◆ **Tasks to perform**:
1 > In the FFmpeg mailing list post, restate word for word the part that begins at the words "Steve Boyer steveboyer85" and stops after the words "determine overall quality.".
2 > According to the FFmpeg mailing list post, what do you set with Constant Rate Factor instead of bitrate and file size?
3 > Write what comes next in the FFmpeg mailing list post, starting after its last line.

◆ **Document passage**:

[FFmpeg-user] Fwd: compression bit rates in todays world

Steve Boyer steveboyer85 at gmail.com
Wed Sep 3 16:50:42 CEST 2014


Hello, Bhikku. I'm still relatively new to these mailing lists, but I
think I can help you out some.

My main observation is that you are doing 2-pass encoding using x264
for video compression. x264 has another variable bitrate mode called
Constant Rate Factor. With this, you do not determine what your
bitrate and therefore filesize is, but you determine overall quality.
This means that videos with more motion will have much different
compression than videos with mostly still motion. This is a variable
bitrate mode but runs in a single pass. You can specify your max
bitrates if you'd like, although a smaller sized video will
automatically have a much lower bitrate at the same CRF. (more info:
https://trac.ffmpeg.org/wiki/Encode/H.264#CBRConstantBitRate).

Guessing a bit from your intended constant bitrates you mentioned
before, here are some ideas on the CRF that'll get you started on this
path:

TV broadcast: crf 16
     ffmpeg -i $file1.$ext -c:a libfaac -ab 128k -ac 2 -c:v libx264
-preset fast -crf 16 $file1.temp2.mp4
good internet: crf 20
normal quality: crf 22
low bandwidth: crf 26
tablet: crf 26
phone viewing: crf 30 (assuming these phones can playback MP4 files)

◆ **Information provided**:
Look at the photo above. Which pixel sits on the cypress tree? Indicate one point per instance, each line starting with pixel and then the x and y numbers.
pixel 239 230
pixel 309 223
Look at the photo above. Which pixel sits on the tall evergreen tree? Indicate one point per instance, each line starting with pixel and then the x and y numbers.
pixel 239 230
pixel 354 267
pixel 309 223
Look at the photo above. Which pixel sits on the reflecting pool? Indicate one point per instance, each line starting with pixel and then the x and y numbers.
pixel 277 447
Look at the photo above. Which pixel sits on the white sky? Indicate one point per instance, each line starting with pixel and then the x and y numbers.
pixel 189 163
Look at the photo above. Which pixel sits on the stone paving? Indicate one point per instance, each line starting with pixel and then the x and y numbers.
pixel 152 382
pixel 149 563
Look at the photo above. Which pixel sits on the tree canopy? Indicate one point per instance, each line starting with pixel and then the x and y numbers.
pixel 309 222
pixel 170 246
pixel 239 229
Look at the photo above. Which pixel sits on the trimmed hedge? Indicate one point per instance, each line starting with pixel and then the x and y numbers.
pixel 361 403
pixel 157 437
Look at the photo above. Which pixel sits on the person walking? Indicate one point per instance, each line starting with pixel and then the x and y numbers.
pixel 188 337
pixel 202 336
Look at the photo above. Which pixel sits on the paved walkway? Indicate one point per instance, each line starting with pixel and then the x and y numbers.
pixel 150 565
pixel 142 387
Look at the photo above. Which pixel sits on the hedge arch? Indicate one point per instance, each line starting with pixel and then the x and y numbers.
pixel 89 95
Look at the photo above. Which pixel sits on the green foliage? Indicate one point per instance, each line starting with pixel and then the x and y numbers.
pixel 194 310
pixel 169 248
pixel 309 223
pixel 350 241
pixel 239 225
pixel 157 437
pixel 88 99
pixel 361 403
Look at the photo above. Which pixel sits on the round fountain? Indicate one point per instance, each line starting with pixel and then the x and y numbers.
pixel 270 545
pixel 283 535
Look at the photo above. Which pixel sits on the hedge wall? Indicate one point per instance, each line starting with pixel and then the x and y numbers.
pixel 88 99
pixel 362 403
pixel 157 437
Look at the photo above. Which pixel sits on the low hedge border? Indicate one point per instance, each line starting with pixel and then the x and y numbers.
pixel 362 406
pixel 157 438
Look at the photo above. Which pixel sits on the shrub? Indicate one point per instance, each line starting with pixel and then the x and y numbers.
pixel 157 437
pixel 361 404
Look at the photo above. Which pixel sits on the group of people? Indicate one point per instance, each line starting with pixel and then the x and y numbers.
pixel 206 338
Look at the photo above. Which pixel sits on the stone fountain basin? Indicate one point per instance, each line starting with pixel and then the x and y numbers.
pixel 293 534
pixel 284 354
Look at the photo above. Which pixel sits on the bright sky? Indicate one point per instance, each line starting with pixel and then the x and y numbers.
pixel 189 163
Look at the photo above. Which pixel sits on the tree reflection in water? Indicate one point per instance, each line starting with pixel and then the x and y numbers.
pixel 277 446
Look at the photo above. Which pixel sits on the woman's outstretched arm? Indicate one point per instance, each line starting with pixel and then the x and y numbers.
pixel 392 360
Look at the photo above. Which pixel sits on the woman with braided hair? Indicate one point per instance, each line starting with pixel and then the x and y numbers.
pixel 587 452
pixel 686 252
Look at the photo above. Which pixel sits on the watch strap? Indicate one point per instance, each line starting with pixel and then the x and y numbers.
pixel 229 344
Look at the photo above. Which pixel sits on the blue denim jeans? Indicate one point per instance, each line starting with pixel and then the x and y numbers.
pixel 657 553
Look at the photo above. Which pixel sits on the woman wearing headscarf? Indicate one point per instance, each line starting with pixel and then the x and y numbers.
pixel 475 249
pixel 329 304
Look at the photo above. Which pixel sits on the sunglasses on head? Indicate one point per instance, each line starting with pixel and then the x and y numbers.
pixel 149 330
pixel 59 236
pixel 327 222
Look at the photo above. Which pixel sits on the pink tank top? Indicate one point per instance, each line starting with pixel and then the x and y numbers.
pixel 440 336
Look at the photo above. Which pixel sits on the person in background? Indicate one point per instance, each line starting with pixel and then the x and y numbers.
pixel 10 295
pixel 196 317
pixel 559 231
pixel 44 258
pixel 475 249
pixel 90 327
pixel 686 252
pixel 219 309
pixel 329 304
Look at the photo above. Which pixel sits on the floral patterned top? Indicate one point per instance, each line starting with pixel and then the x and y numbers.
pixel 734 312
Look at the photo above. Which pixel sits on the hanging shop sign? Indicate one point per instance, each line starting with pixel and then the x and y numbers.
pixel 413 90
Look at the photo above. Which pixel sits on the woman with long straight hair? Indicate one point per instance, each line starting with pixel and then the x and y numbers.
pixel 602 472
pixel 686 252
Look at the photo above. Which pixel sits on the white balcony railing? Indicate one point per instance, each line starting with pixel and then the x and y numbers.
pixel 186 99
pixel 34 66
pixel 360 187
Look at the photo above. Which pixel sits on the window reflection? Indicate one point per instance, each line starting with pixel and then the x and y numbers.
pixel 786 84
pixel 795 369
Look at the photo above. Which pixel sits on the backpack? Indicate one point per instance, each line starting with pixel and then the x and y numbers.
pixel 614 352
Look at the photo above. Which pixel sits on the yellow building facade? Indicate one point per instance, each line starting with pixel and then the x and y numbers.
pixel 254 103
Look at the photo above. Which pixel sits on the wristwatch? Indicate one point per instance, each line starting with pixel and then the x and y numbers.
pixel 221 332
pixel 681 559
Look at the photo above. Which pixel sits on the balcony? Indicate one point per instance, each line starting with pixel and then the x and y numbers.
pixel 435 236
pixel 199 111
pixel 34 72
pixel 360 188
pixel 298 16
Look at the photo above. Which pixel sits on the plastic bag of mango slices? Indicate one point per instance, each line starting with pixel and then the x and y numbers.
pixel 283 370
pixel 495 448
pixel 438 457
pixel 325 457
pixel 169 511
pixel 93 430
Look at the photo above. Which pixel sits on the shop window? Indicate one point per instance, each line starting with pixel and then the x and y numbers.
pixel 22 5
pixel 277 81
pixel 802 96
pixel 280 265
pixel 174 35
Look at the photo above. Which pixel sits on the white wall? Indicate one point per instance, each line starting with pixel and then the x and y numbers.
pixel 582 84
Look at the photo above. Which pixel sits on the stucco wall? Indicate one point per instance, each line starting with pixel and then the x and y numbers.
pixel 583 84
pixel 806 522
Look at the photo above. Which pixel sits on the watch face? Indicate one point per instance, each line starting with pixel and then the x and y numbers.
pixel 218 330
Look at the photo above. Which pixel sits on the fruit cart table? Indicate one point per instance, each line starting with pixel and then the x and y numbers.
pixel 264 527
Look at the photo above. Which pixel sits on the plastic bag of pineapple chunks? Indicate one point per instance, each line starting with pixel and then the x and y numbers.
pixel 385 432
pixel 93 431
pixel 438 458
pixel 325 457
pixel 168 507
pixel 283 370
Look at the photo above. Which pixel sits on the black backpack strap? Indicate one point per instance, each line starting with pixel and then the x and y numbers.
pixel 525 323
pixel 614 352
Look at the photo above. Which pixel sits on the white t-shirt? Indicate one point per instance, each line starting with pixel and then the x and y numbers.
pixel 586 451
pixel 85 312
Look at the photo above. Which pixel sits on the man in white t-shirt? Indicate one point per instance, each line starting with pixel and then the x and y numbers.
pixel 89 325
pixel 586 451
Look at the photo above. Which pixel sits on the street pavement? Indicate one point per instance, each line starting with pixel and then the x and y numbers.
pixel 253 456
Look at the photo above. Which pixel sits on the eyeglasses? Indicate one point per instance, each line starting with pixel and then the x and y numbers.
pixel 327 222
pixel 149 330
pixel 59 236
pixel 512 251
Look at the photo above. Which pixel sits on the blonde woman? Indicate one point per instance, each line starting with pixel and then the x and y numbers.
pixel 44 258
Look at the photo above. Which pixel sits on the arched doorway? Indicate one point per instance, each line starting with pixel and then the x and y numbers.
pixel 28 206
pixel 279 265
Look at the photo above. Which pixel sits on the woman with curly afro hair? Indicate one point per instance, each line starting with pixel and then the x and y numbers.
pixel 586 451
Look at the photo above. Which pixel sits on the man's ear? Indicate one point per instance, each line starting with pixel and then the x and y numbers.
...
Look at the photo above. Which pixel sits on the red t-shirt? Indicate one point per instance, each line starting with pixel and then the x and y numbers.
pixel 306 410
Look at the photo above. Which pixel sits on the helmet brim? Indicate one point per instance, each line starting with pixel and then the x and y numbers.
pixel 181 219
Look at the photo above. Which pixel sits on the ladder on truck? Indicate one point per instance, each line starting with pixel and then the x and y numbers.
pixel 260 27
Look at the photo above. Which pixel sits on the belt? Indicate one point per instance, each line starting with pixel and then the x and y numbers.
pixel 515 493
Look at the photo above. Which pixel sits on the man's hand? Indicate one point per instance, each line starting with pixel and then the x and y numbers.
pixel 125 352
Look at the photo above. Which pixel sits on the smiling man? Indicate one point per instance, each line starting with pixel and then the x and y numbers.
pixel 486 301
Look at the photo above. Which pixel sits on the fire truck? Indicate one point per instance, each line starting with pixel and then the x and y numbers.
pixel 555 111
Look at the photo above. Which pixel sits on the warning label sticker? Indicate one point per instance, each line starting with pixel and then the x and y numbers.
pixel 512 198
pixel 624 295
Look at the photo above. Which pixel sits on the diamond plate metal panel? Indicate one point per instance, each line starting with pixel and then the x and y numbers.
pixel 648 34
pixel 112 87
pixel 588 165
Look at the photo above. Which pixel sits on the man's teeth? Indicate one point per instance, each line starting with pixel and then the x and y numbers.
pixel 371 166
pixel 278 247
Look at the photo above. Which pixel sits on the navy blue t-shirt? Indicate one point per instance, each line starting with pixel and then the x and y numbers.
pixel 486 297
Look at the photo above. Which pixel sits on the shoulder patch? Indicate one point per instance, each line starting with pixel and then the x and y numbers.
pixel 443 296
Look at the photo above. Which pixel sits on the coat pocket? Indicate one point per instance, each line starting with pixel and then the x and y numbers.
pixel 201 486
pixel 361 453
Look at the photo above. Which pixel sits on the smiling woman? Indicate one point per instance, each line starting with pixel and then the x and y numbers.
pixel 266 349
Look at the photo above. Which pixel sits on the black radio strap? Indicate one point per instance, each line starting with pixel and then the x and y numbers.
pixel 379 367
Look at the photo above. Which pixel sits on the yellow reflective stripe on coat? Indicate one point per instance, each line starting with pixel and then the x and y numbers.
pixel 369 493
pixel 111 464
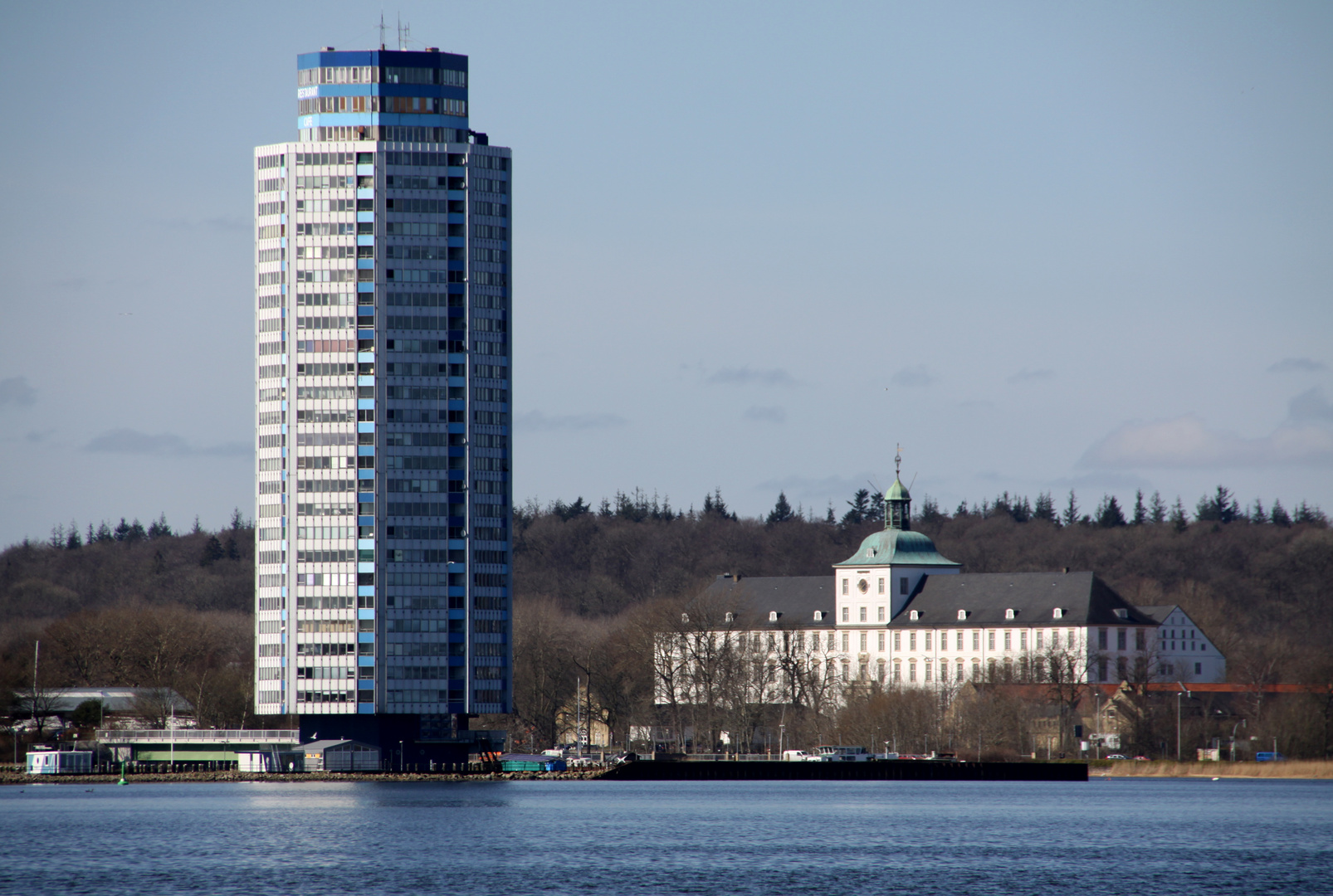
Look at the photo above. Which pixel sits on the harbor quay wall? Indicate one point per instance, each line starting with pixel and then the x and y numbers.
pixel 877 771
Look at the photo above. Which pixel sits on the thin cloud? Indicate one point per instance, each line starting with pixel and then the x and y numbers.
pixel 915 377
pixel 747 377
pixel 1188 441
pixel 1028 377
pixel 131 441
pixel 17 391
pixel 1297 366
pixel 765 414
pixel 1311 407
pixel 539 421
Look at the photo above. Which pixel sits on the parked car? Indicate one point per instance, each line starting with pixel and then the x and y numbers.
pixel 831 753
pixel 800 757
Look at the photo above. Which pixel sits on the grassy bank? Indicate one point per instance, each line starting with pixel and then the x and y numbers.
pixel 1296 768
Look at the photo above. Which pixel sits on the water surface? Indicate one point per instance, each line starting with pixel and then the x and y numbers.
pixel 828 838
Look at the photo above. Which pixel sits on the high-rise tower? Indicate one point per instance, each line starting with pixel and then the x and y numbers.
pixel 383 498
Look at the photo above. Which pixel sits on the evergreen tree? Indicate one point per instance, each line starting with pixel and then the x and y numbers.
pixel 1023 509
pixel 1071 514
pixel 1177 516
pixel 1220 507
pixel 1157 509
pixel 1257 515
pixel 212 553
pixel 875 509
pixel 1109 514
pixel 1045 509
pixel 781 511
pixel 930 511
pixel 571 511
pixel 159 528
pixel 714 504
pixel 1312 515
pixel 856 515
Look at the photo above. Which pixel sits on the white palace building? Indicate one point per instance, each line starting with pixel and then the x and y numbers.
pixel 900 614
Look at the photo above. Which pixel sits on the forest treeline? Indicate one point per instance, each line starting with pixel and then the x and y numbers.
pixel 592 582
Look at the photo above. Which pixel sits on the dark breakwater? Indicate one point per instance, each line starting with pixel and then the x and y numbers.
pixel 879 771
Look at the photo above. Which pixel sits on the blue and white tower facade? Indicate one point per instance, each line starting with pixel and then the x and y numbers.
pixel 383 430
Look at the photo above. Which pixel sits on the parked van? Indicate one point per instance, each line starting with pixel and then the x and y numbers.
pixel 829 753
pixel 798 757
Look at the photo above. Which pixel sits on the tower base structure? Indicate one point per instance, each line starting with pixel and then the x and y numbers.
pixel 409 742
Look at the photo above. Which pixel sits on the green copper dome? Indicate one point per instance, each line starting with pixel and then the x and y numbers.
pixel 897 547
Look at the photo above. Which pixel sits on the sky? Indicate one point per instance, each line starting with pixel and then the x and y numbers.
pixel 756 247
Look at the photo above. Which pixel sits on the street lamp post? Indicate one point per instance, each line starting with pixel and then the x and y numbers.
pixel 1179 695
...
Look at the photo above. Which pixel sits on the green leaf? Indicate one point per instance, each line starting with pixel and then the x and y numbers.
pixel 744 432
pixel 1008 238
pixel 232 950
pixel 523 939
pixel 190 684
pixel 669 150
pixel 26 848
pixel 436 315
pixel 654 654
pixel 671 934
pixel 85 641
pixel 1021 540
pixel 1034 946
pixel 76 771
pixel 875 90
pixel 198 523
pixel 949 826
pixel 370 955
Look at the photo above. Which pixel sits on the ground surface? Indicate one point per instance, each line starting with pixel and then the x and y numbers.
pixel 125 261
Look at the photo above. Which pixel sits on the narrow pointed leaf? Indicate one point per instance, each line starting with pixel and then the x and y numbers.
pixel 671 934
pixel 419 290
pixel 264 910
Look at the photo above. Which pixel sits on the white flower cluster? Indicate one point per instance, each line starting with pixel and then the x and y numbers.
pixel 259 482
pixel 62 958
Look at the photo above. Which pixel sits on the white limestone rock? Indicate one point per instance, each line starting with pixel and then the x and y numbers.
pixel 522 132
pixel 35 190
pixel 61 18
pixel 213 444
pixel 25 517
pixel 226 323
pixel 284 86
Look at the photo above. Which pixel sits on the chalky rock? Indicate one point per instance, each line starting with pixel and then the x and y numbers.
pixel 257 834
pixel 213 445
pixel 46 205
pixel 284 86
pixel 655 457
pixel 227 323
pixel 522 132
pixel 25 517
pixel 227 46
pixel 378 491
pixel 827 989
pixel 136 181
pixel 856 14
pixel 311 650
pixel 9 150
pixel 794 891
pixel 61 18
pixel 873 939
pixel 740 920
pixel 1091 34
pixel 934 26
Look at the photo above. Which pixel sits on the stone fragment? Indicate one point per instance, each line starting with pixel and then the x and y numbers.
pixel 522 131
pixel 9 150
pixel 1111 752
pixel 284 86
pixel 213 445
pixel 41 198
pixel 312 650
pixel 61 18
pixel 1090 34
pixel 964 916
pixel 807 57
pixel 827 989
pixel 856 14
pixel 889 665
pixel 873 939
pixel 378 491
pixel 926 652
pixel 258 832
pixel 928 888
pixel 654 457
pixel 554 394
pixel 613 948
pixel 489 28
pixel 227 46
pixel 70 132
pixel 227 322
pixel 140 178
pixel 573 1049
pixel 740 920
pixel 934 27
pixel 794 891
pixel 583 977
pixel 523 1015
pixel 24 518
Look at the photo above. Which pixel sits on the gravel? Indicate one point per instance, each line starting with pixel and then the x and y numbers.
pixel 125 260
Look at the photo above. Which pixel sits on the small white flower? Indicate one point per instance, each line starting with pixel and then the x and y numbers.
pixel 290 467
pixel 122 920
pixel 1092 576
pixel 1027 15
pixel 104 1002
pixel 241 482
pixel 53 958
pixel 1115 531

◆ **Final results**:
1 >
Steve Boyer steveboyer85 at gmail.com
Wed Sep 3 16:50:42 CEST 2014


Hello, Bhikku. I'm still relatively new to these mailing lists, but I
think I can help you out some.

My main observation is that you are doing 2-pass encoding using x264
for video compression. x264 has another variable bitrate mode called
Constant Rate Factor. With this, you do not determine what your
bitrate and therefore filesize is, but you determine overall quality.

2 > Overall quality.

3 >
That being said, if you'd prefer the control over bitrates, by all
means use 2-pass encoding. In that case, I'd omit the "minrate" and
"maxrate" options; you are specifying the average bitrate already so
why constrain it to go within bitrates when  you are doing a 2-pass
encode on it in order to get the best quality per MB?

Another observation is for your tablet and phone sections, your
intended video bitrate is either comparable or lower than your audio
bitrate: the audio bitrate of your "broadcast" and your "mobile phone"
version are the same. The frequency rate is different, but the file
size of the audio is the same. If you'd like to make it even smaller,
you could get by with an audio bitrate of 64k or even less (based on
how much you want to compress your video).

One final observation: I personally would prefer keeping an original
video for future editing if needed rather than a slightly transcoded
version. I'm nit-pickey that way though. Why edit anything other than
the best quality version you have access to, including the original
format which you already have?

Steve

On Wed, Sep 3, 2014 at 5:08 AM, Bhikkhu Mettavihari <tv.lists at gmail.com> wrote:
>
> Greetings,
>
> We are compressing using ffmpeg and the following is our scripts
> I would like to have your recommendations on this.
> Technically it works OK, but your suggestions are very welcome.
> My interest is to have your input on compression standards since the
> world is changing so fast.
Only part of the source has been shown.